▶ _Requirements_
Can the lines below, from the one that holds "point: red roof canopy" to the very end, be echoed exactly, with both ends included and no pictures?

[Collection entries]
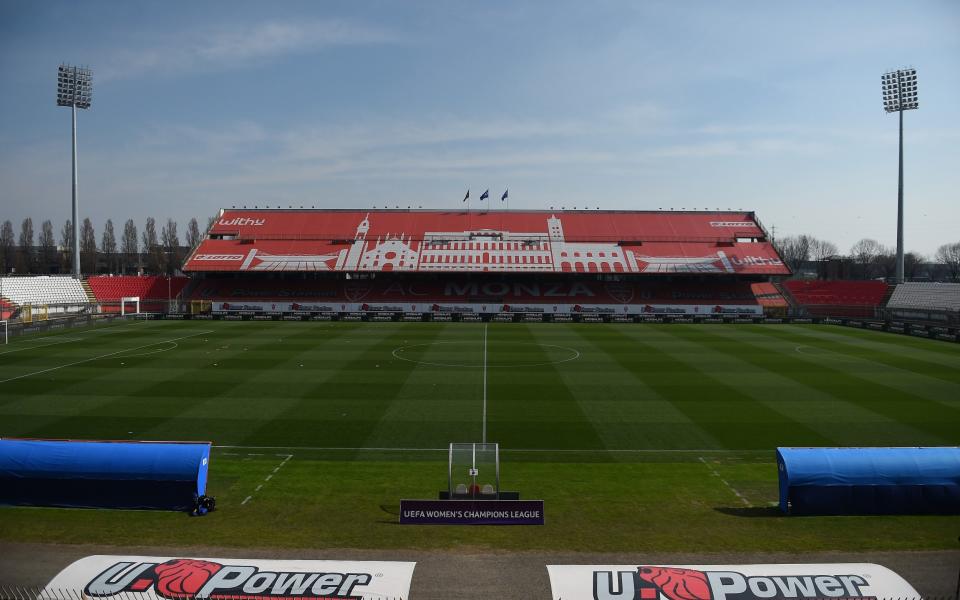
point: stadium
(259, 341)
(633, 367)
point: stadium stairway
(795, 308)
(89, 291)
(887, 296)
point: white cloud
(236, 46)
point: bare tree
(887, 262)
(48, 248)
(129, 247)
(912, 264)
(25, 251)
(108, 246)
(171, 246)
(820, 251)
(948, 255)
(7, 245)
(151, 247)
(865, 254)
(88, 247)
(795, 250)
(66, 245)
(193, 233)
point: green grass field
(638, 437)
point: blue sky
(768, 106)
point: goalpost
(123, 305)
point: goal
(474, 471)
(135, 300)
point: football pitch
(637, 437)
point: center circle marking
(570, 355)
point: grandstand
(155, 292)
(427, 261)
(53, 294)
(926, 302)
(838, 298)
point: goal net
(130, 306)
(474, 471)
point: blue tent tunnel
(98, 474)
(869, 481)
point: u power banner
(727, 582)
(176, 578)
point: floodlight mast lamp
(900, 94)
(74, 89)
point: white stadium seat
(927, 296)
(43, 290)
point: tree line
(867, 259)
(137, 251)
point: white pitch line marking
(725, 482)
(36, 345)
(484, 383)
(86, 335)
(268, 477)
(86, 360)
(566, 450)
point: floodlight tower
(900, 94)
(75, 89)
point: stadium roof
(487, 241)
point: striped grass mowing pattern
(648, 436)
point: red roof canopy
(490, 241)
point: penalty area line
(725, 482)
(86, 360)
(268, 477)
(512, 450)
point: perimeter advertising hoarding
(172, 578)
(848, 581)
(470, 512)
(245, 307)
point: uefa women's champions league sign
(176, 578)
(850, 581)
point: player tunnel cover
(727, 582)
(172, 578)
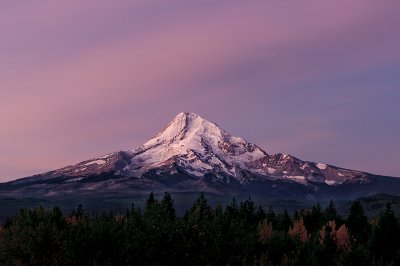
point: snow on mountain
(195, 147)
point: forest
(240, 233)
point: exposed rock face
(193, 154)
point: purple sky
(316, 79)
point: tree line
(241, 233)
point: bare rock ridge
(193, 154)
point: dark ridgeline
(240, 233)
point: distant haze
(315, 79)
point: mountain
(192, 154)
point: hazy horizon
(316, 80)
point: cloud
(93, 76)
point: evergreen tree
(387, 237)
(358, 225)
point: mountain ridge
(193, 154)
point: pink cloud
(53, 99)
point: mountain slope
(193, 154)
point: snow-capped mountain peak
(196, 145)
(197, 152)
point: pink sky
(315, 79)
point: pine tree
(358, 225)
(387, 236)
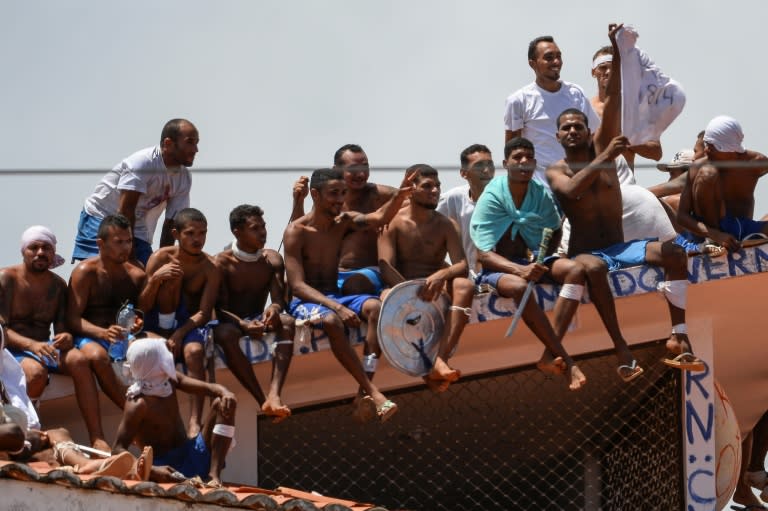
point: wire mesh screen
(507, 440)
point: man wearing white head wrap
(151, 416)
(718, 200)
(586, 184)
(41, 235)
(32, 298)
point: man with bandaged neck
(718, 200)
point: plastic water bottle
(126, 318)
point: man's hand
(272, 318)
(174, 344)
(613, 30)
(301, 189)
(432, 288)
(726, 240)
(617, 146)
(63, 341)
(533, 272)
(348, 317)
(253, 328)
(113, 333)
(44, 350)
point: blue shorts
(85, 240)
(50, 364)
(740, 227)
(82, 341)
(192, 458)
(623, 255)
(304, 310)
(372, 273)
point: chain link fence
(508, 440)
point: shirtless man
(587, 189)
(509, 219)
(32, 298)
(718, 200)
(358, 265)
(151, 416)
(182, 284)
(250, 273)
(312, 251)
(414, 246)
(459, 202)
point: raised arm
(300, 192)
(386, 212)
(574, 186)
(387, 249)
(610, 127)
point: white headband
(151, 367)
(45, 235)
(600, 59)
(725, 134)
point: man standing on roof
(140, 187)
(530, 112)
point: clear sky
(281, 84)
(275, 85)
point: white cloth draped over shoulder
(152, 368)
(651, 99)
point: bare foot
(578, 379)
(101, 445)
(678, 343)
(143, 466)
(442, 371)
(551, 366)
(274, 406)
(194, 428)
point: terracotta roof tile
(231, 495)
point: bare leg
(194, 358)
(227, 336)
(514, 287)
(280, 364)
(218, 445)
(602, 297)
(442, 374)
(348, 358)
(100, 365)
(75, 364)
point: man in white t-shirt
(140, 187)
(531, 112)
(458, 203)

▶ _Exercise output_
point: red roof canopy
(490, 241)
point: penalty area line
(725, 482)
(86, 360)
(268, 477)
(512, 450)
point: perimeter advertising hoarding
(172, 578)
(848, 581)
(470, 512)
(245, 307)
point: uefa women's champions league sign
(176, 578)
(850, 581)
point: player tunnel cover
(727, 582)
(172, 578)
point: snow on mountain
(195, 147)
point: forest
(240, 233)
point: exposed rock face
(193, 154)
point: purple sky
(316, 79)
point: tree line
(241, 233)
point: bare rock ridge
(193, 154)
point: dark ridgeline
(240, 233)
point: distant haze
(315, 79)
point: mountain
(192, 154)
point: hazy horizon
(316, 80)
point: cloud
(93, 76)
point: evergreen tree
(387, 237)
(358, 225)
point: mountain ridge
(193, 154)
point: pink cloud
(53, 99)
point: mountain slope
(193, 154)
point: snow-capped mountain peak
(196, 145)
(197, 152)
point: pink sky
(315, 79)
point: pine tree
(358, 225)
(387, 236)
point: wire mesh screen
(507, 440)
point: man wearing white head wrap
(151, 416)
(718, 200)
(586, 184)
(41, 235)
(32, 298)
point: man with bandaged neck
(718, 200)
point: plastic water bottle
(126, 318)
point: man's hand
(272, 318)
(174, 344)
(613, 30)
(301, 189)
(432, 288)
(726, 240)
(617, 146)
(63, 341)
(533, 272)
(348, 317)
(253, 328)
(113, 333)
(44, 350)
point: blue shorts
(85, 240)
(50, 364)
(740, 227)
(82, 341)
(192, 458)
(623, 255)
(304, 310)
(372, 273)
point: chain link fence
(508, 440)
point: shirtless man
(587, 189)
(509, 219)
(32, 298)
(718, 200)
(358, 265)
(151, 416)
(182, 284)
(250, 273)
(312, 251)
(414, 246)
(459, 202)
point: raised arm
(300, 192)
(386, 212)
(574, 186)
(387, 249)
(610, 127)
point: white headband
(151, 367)
(45, 235)
(600, 59)
(725, 134)
point: man standing on roof
(140, 187)
(530, 112)
point: clear sky
(281, 84)
(275, 85)
point: white cloth draped over shoulder
(152, 368)
(651, 99)
point: bare foot
(578, 379)
(101, 445)
(678, 343)
(143, 466)
(442, 371)
(551, 366)
(274, 406)
(194, 428)
point: terracotta roof tile
(231, 495)
point: bare leg
(194, 358)
(227, 336)
(514, 287)
(280, 364)
(218, 445)
(602, 297)
(442, 374)
(348, 358)
(100, 365)
(75, 364)
point: man in white t-shirt
(140, 187)
(531, 112)
(458, 203)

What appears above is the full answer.